» EXERCISE SET:
• A. What new status of residence does the column on foreign workers in Japan say will be established in 2019?
• B. Transcribe the column on foreign workers in Japan starting at "The labor shortage is" and ending at "Raising the birthrate.".
• C. Carry on the column on foreign workers in Japan, beginning right after its last sentence.

» DOCUMENT TEXT:
========
Priorities for the Japanese Economy in 2019 (January 2019)

Foreign Workers: Can They Be the Saviors of Japan?

KONDO Keisuke
Fellow, RIETI

In 2019, a new status of residence named "designated skills" will be established as a step toward accepting more foreign workers into Japan. As the number of foreign workers in Japan is expected to continue increasing, in this column I hope to contribute to future policy planning by discussing problems that could occur in the future while reviewing the current situation.

Background to the Expansion of Acceptance of Foreign Workers

The labor shortage is one of the most worrisome problems for Japan, which has entered a new demographic stage of a rapidly aging of society with a low birth rate and a shrinking population. One goal that the government has set in this situation is resolving the labor shortage, and various policy measures are now under discussion as methods of achieving this.

Policy measures to achieve the goal of resolving the labor shortage are being discussed based on the following five concepts, broadly speaking (Note 1). Each of the measures has distinct aspects that contribute to both its potential for success and drawbacks in providing solutions to the labor shortage as follows.

  1. Raising the birthrate.
    Its effect in resolving the labor shortage will take a long time to appear and although the government has been providing policy support for a significant period, the birthrate remains low.
  2. Promoting engagement in the workforce by women and elderly people
    It may not be very quantitatively effective in resolving the labor shortage. However, qualitatively, it is expected to be very effective in resolving the labor shortage in that it promotes engagement in the workforce by people who commonly leave the labor market despite possessing a high level of capabilities and skills.
  3. Promoting engagement in side jobs and concurrent jobs
    It may be only modestly effective in resolving the labor shortage in quantitative terms, but it is a policy measure that addresses the labor demand-supply gap by increasing the liquidity of the labor market.
  4. Introducing advanced technologies, such as artificial intelligence and robotics
    It is based on the idea that cutting-edge technologies can make up for the shortage of human labor capacity.
========
» EXTRACTED RECORDS:
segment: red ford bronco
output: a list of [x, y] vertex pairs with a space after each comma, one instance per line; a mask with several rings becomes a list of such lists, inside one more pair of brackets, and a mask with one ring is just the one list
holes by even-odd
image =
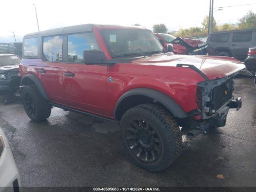
[[224, 126], [234, 77], [231, 57], [175, 55], [140, 27], [91, 24], [26, 35], [20, 65], [23, 105], [33, 121], [53, 106], [119, 124], [126, 153], [148, 170], [178, 158], [182, 132]]

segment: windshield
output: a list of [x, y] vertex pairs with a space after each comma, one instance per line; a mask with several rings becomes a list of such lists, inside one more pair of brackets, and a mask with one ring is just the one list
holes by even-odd
[[164, 39], [165, 41], [168, 43], [170, 43], [176, 38], [174, 36], [172, 35], [169, 35], [169, 34], [158, 34], [158, 35]]
[[112, 57], [143, 56], [163, 51], [162, 45], [150, 30], [105, 30], [101, 32]]
[[21, 61], [21, 59], [16, 55], [0, 56], [0, 66], [18, 65]]

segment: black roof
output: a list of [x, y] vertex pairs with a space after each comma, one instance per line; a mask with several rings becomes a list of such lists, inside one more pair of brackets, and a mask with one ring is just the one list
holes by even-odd
[[228, 33], [232, 32], [243, 32], [246, 31], [256, 31], [256, 28], [252, 29], [238, 29], [236, 30], [231, 30], [230, 31], [218, 31], [218, 32], [214, 32], [212, 34], [217, 34], [218, 33]]

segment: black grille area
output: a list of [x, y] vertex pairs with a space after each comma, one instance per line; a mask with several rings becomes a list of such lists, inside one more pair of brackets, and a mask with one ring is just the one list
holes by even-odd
========
» ANSWERS TO THE EXERCISES:
• A. A status named "designated skills."

• B.
The labor shortage is one of the most worrisome problems for Japan, which has entered a new demographic stage of a rapidly aging of society with a low birth rate and a shrinking population. One goal that the government has set in this situation is resolving the labor shortage, and various policy measures are now under discussion as methods of achieving this.

Policy measures to achieve the goal of resolving the labor shortage are being discussed based on the following five concepts, broadly speaking (Note 1). Each of the measures has distinct aspects that contribute to both its potential for success and drawbacks in providing solutions to the labor shortage as follows.

  1. Raising the birthrate.

• C.
  5. Expanding the acceptance of foreign workers
    It is considered to produce effects more quickly and be more effective in resolving the labor shortage in quantitative terms than other measures. In some business sectors, the labor shortage is already conspicuous, making it difficult to resolve under the current immigration system (Note 2). It is against this backdrop that the latest legislative amendment has been fast- tracked.

A New Legal System to Promote the Acceptance of Foreign Workers

Starting in April 2019, it will become possible to permit foreign workers to work in Japan under the new "designated skills" status of residence. While there are other statuses of residence for foreign workers in Japan, the granting of the status of residence of "designated skills" is limited to workers in business sectors facing serious labor shortages.

The status of residence of "designated skills" is divided into Type 1 and Type 2 categories. Workers with the "designated skills 1" status of residence are permitted to stay in Japan for up to five years without the possibility of renewal. They are not permitted to bring family members to stay with them in Japan. In the case of workers with the "designated skills 2" status of residence, the residency status may be renewed for a new term and they are permitted to bring family members to stay with them in Japan. Even so, some factors with respect to the acceptance of foreign workers with the status of residence of "designated skills 2" are yet to be decided. The acceptance of this category of workers depends also on how well-prepared the companies that plan to employ the foreign workers in the eligible business sectors are in terms of creating a suitable employment environment. For a period after the start of the new foreign worker residency status program, it is expected that the operation will focus on the employment of workers eligible for the "designated skills 1" status of residence.

The government is emphasizing that the latest amendment to the Immigration Control Act is not an immigration policy measure, to fend off the domestic criticism (Note 3). Presumably, the government will insist that the new status of residence of "designated skills" has been created with the aim of resolving the labor shortage. In other words, it will be based on the idea that an immigration policy measure should be primarily one that permits foreign workers to stay in Japan from a more comprehensive perspective, rather than merely for the narrow purpose of resolving the labor shortage.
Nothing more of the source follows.